BEGIN DOCUMENT PASSAGE
Ross Moffett from the Permanent Collection

March 17 - May 7, 2017

Curated by:
Christine McCarthy
Opening Reception:
Friday, April 7, 6pm

About the Exhibition

Born on February 2, 1888 in Clearfield, Iowa, Ross Moffett began his studies at the Cummins Art School of Des Moines in 1907.  In 1908, he transferred to the Chicago Academy of Fine Arts (now known as the Art Institute of Chicago) and studied with John Vanderpool and Harry Wallcott. He then studied with Charles Hawthorne, in Provincetown, Massachusetts in the summer of 1913.  In 1914, he continued his studies at the Art Students League of New York, returning to Provincetown to establish his career as an artist in 1915.

Moffett married artist Dorothy Lake Gregory, best known as a printmaker and illustrator of children’s books and magazines, in 1920, in Brooklyn, New York.  Moffett and Gregory met while studying in Provincetown under Charles Hawthorne.
END DOCUMENT PASSAGE
▶ _TASK SET_
1) From the exhibition page, list every person named as someone Ross Moffett studied with.
2) Check each statement against the exhibition page: (a) Moffett was born in Clearfield, Iowa. (b) Moffett and Dorothy Lake Gregory married in Provincetown. (c) The opening reception is on Friday, March 17.
BEGIN RECORDED INFORMATION
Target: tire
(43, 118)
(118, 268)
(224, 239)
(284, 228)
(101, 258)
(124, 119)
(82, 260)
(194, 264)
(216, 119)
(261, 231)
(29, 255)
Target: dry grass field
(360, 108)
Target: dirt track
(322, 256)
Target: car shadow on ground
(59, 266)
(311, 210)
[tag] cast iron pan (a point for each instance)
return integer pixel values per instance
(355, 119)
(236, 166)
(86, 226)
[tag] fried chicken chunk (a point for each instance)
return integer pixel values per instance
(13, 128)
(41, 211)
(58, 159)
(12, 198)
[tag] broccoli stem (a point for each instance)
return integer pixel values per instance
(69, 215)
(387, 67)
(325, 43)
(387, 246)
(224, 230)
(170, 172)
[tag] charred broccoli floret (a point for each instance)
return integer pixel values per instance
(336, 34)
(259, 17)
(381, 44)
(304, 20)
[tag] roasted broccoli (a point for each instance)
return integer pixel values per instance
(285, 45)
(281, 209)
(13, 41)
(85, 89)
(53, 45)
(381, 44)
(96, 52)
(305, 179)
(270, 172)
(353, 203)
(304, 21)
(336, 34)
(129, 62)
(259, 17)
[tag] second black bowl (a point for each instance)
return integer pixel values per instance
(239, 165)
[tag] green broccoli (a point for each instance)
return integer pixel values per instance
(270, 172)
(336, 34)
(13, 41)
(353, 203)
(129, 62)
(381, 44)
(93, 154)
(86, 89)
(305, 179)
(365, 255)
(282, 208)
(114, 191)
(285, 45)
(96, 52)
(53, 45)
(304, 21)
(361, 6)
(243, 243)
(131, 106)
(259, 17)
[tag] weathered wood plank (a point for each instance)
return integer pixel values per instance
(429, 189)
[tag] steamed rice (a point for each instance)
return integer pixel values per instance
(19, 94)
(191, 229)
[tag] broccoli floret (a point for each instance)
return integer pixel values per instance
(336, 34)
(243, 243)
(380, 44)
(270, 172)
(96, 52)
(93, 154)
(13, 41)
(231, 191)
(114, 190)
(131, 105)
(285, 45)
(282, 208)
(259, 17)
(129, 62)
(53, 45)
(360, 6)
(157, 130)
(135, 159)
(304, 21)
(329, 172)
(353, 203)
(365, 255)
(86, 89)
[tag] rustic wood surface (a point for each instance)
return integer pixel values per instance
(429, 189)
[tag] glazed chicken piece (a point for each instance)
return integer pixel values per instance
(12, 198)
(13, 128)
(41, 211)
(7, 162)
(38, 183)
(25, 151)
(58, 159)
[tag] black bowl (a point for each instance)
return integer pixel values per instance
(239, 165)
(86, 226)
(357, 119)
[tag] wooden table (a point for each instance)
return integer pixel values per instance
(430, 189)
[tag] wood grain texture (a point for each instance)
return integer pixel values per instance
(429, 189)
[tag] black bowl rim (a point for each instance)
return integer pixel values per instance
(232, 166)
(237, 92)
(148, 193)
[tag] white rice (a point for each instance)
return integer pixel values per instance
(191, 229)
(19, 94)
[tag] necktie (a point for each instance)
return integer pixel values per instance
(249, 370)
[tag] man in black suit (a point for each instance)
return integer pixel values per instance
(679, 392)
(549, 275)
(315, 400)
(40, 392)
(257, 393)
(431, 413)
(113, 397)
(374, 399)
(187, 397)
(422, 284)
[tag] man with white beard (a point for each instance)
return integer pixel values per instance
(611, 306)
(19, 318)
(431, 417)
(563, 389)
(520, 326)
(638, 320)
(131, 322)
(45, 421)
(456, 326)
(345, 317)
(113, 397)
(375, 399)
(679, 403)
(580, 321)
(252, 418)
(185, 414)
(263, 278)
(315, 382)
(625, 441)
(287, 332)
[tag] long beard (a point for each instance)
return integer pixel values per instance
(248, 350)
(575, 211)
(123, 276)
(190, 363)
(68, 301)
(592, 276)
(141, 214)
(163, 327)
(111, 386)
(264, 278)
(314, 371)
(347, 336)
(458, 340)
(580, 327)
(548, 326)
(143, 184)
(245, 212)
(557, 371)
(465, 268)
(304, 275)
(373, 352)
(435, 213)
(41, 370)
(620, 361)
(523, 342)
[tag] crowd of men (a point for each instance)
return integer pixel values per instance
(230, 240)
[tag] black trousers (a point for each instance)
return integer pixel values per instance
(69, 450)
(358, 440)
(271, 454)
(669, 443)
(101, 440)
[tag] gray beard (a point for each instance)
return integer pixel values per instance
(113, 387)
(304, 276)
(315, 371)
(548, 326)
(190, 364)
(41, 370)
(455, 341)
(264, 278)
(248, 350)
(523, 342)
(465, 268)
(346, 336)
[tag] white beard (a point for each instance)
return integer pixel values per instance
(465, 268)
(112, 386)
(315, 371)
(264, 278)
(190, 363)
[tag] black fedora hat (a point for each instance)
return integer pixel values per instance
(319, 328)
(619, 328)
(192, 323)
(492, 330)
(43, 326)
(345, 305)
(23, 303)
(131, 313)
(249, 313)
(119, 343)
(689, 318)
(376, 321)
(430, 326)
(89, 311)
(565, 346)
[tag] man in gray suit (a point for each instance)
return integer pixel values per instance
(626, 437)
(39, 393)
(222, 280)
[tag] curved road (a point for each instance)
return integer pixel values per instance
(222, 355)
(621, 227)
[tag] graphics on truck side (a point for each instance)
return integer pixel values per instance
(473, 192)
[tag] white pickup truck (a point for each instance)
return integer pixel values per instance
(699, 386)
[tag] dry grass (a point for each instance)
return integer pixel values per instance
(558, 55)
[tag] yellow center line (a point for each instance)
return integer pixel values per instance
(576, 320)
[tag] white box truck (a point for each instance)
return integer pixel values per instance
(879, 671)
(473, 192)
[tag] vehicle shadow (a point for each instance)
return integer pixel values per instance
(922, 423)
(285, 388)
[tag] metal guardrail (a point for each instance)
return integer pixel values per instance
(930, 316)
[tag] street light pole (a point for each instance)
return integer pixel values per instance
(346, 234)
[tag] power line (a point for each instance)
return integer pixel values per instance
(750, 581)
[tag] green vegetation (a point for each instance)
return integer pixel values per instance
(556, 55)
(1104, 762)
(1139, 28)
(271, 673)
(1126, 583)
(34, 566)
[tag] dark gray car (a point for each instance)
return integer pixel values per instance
END RECORDED INFORMATION
▶ _COMPLETED EXERCISE_
1) John Vanderpool, Harry Wallcott, Charles Hawthorne

2)
(a) Yes: "Born on February 2, 1888 in Clearfield, Iowa"
(b) No: "in 1920, in Brooklyn, New York"
(c) No: "Friday, April 7, 6pm"